--- SUPPLIED INFORMATION ---

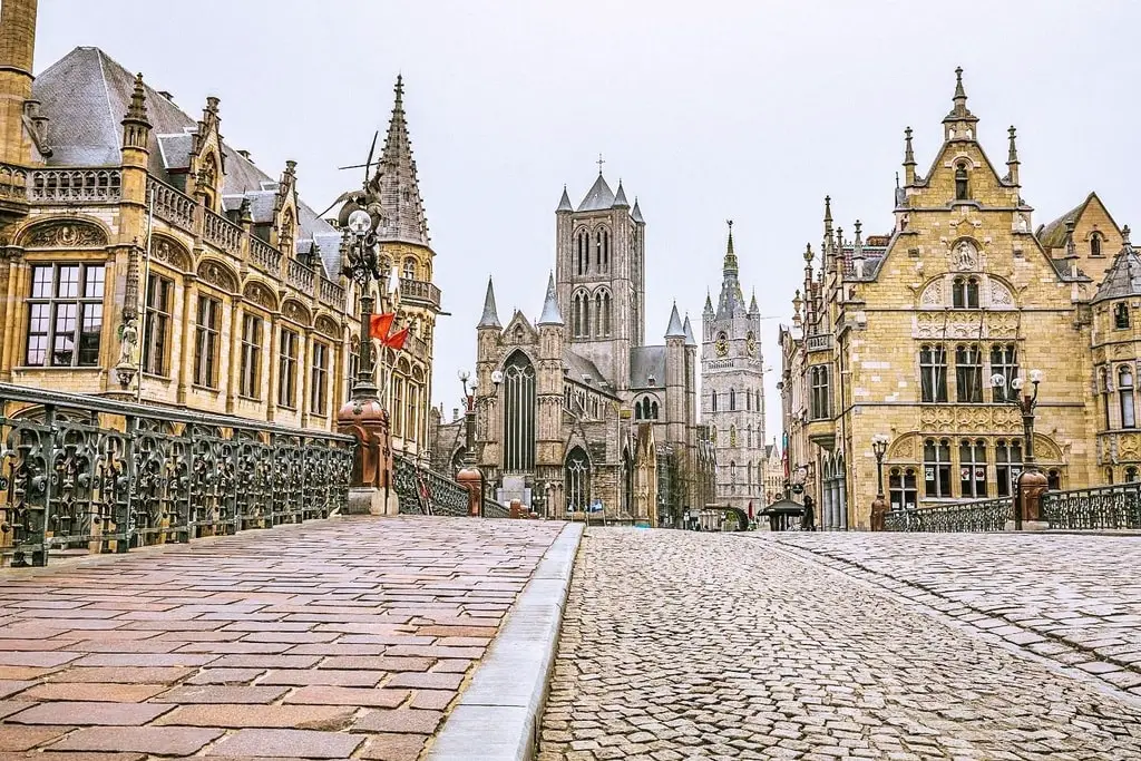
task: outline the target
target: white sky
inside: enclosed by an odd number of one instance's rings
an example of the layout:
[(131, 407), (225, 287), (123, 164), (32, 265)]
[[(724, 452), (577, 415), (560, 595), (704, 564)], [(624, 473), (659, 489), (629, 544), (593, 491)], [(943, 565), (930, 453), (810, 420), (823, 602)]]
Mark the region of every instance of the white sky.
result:
[[(903, 129), (938, 148), (954, 68), (992, 160), (1019, 128), (1034, 225), (1097, 189), (1118, 224), (1135, 192), (1141, 3), (1130, 0), (40, 0), (37, 71), (97, 46), (185, 111), (221, 98), (222, 135), (276, 177), (298, 162), (321, 210), (356, 187), (393, 83), (405, 110), (445, 309), (437, 402), (475, 362), (488, 274), (500, 319), (534, 318), (564, 183), (577, 204), (602, 153), (647, 220), (647, 339), (671, 300), (701, 331), (725, 220), (762, 315), (791, 317), (823, 199), (865, 235), (891, 227)], [(768, 437), (779, 437), (777, 319), (763, 323)]]

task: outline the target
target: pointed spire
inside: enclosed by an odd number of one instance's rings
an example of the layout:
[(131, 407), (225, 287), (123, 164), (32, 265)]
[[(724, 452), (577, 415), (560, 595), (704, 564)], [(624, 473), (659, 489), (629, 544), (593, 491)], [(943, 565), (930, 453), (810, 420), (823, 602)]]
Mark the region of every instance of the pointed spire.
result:
[(686, 329), (681, 324), (681, 316), (678, 314), (678, 302), (673, 302), (673, 309), (670, 311), (670, 324), (665, 329), (666, 338), (686, 338)]
[[(488, 285), (488, 292), (491, 286)], [(536, 325), (561, 325), (563, 313), (559, 311), (559, 300), (555, 294), (555, 273), (551, 273), (547, 281), (547, 298), (543, 300), (543, 314), (539, 316)]]
[(638, 196), (634, 196), (634, 208), (630, 211), (630, 218), (633, 219), (639, 225), (645, 225), (646, 220), (642, 219), (641, 209), (638, 207)]
[(626, 192), (622, 189), (622, 180), (618, 180), (618, 192), (614, 194), (614, 208), (615, 209), (629, 209), (630, 202), (626, 201)]
[(396, 76), (393, 116), (388, 122), (385, 149), (377, 162), (377, 173), (369, 181), (369, 201), (381, 207), (382, 221), (377, 234), (382, 241), (403, 241), (430, 245), (416, 162), (404, 114), (404, 78)]
[(487, 278), (487, 293), (484, 296), (484, 314), (476, 327), (502, 327), (499, 322), (499, 313), (495, 309), (495, 289), (492, 286), (491, 277)]
[(689, 324), (689, 313), (686, 313), (686, 322), (682, 325), (686, 331), (686, 346), (697, 346), (697, 339), (694, 338), (694, 326)]
[(567, 195), (567, 186), (563, 186), (563, 197), (559, 199), (559, 208), (555, 210), (556, 213), (560, 211), (574, 211), (574, 207), (570, 205), (570, 196)]

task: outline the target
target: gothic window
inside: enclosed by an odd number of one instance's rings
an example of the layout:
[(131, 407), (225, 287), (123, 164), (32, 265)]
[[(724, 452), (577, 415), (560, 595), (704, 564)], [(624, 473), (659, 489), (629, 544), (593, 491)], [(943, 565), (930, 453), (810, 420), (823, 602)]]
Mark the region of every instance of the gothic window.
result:
[(920, 492), (914, 468), (892, 468), (888, 476), (888, 493), (892, 510), (914, 510)]
[(955, 164), (955, 200), (966, 201), (969, 197), (966, 187), (966, 162), (960, 161)]
[(950, 496), (950, 442), (929, 438), (923, 443), (923, 486), (928, 497)]
[(1002, 375), (1006, 379), (1003, 386), (992, 386), (990, 394), (994, 402), (1013, 402), (1018, 399), (1018, 391), (1010, 387), (1011, 381), (1018, 378), (1018, 347), (1013, 343), (995, 343), (990, 347), (990, 374)]
[(584, 512), (590, 507), (590, 458), (581, 446), (567, 454), (564, 470), (567, 512)]
[(958, 402), (982, 402), (982, 353), (974, 343), (955, 349), (955, 398)]
[(535, 467), (535, 369), (523, 351), (503, 367), (503, 467), (508, 472)]
[(987, 495), (987, 444), (982, 439), (958, 443), (958, 485), (964, 497)]
[(995, 443), (995, 481), (998, 496), (1011, 496), (1022, 472), (1022, 442), (1017, 438)]
[(1114, 327), (1124, 330), (1130, 326), (1130, 305), (1119, 301), (1114, 305)]
[(1122, 408), (1122, 428), (1136, 428), (1133, 400), (1133, 371), (1122, 365), (1117, 370), (1117, 395)]
[(143, 318), (143, 372), (165, 375), (170, 372), (170, 324), (175, 301), (173, 281), (151, 275), (147, 278), (146, 315)]
[(103, 290), (103, 265), (32, 267), (26, 363), (54, 367), (99, 364)]
[(920, 348), (920, 387), (923, 402), (947, 400), (947, 349), (942, 346)]
[(809, 371), (811, 397), (809, 399), (809, 416), (812, 420), (825, 420), (832, 416), (828, 399), (828, 367), (816, 365)]

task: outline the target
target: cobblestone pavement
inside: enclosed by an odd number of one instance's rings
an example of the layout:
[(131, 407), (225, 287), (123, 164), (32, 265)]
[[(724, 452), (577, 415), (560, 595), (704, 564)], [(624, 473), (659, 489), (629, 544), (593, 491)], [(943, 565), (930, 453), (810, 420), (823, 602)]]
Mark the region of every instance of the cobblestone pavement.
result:
[(590, 529), (540, 761), (1141, 758), (1127, 693), (778, 541)]
[(778, 541), (1141, 695), (1139, 536), (815, 533)]
[(5, 570), (0, 760), (411, 761), (561, 528), (341, 519)]

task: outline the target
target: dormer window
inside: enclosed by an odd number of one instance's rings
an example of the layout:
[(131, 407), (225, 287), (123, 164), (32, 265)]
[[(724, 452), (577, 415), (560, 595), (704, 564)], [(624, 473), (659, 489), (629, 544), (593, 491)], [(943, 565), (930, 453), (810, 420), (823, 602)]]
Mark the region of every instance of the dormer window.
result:
[(966, 162), (960, 161), (955, 164), (955, 200), (966, 201), (969, 197), (966, 188)]

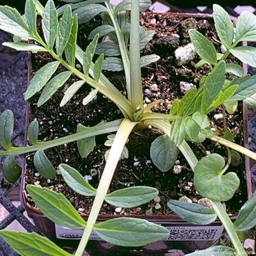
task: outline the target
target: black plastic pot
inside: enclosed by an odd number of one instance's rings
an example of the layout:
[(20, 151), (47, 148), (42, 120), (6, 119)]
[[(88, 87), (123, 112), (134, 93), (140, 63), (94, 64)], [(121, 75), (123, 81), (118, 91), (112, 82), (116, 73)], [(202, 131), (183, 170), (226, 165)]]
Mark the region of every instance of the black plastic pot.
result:
[[(184, 15), (185, 17), (200, 17), (209, 18), (212, 17), (209, 15), (191, 15), (190, 13), (172, 13), (175, 15)], [(244, 72), (247, 72), (247, 67), (244, 67)], [(30, 74), (29, 74), (30, 75)], [(28, 111), (27, 122), (28, 122), (29, 111)], [(247, 108), (243, 107), (243, 121), (244, 121), (244, 145), (248, 147), (248, 118)], [(27, 125), (28, 124), (27, 123)], [(250, 178), (250, 162), (248, 157), (244, 157), (246, 179), (248, 196), (252, 195), (252, 185)], [(65, 230), (56, 226), (47, 218), (46, 218), (40, 211), (31, 207), (26, 202), (26, 166), (24, 166), (22, 171), (22, 179), (20, 191), (20, 201), (28, 212), (29, 217), (32, 218), (34, 223), (40, 232), (54, 241), (61, 246), (76, 247), (77, 245), (79, 239), (81, 237), (82, 231)], [(83, 216), (83, 215), (82, 215)], [(87, 216), (83, 216), (85, 219)], [(234, 220), (237, 215), (231, 216), (231, 219)], [(138, 218), (138, 216), (129, 216), (129, 217)], [(116, 216), (102, 215), (98, 218), (98, 221), (104, 221)], [(147, 244), (141, 248), (122, 248), (109, 244), (99, 239), (95, 234), (92, 234), (91, 239), (87, 248), (92, 250), (92, 253), (98, 255), (151, 255), (156, 254), (162, 255), (167, 253), (170, 250), (182, 250), (184, 252), (191, 252), (196, 249), (203, 249), (212, 244), (218, 240), (223, 232), (223, 227), (219, 220), (209, 225), (199, 226), (193, 225), (183, 221), (175, 214), (168, 216), (142, 216), (140, 218), (145, 218), (150, 221), (159, 223), (167, 227), (170, 231), (170, 237), (166, 240), (159, 241), (155, 243)], [(97, 253), (96, 253), (97, 252)], [(119, 254), (120, 253), (120, 254)]]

--- THE REQUEST ---
Update the records from their start through the line containing "319), (763, 323)]]", replacing "white sky" with "pale sky" and keeping everything else unchanged. Leave the pictures out of your answer.

--- PROBLEM SOLUTION ---
task: outline the target
target: pale sky
inside: enclosed by an odd number of one instance's rings
an example of the layout:
[(131, 407), (225, 287), (123, 164), (32, 265)]
[[(724, 452), (577, 415), (560, 595), (704, 564)], [(624, 473), (659, 489), (629, 544), (593, 491)], [(943, 565), (930, 453), (810, 420), (823, 602)]]
Mark the region of every instance of the pale sky.
result:
[[(903, 129), (938, 148), (954, 68), (992, 160), (1019, 128), (1034, 225), (1097, 189), (1118, 224), (1135, 192), (1141, 3), (1130, 0), (40, 0), (37, 71), (97, 46), (185, 111), (221, 98), (222, 135), (276, 177), (298, 162), (321, 210), (356, 187), (393, 83), (405, 110), (445, 309), (437, 402), (475, 362), (488, 274), (500, 319), (534, 318), (564, 183), (577, 204), (602, 153), (647, 220), (647, 339), (671, 300), (701, 331), (725, 220), (762, 315), (791, 317), (823, 199), (865, 235), (891, 227)], [(768, 437), (779, 437), (777, 319), (763, 323)]]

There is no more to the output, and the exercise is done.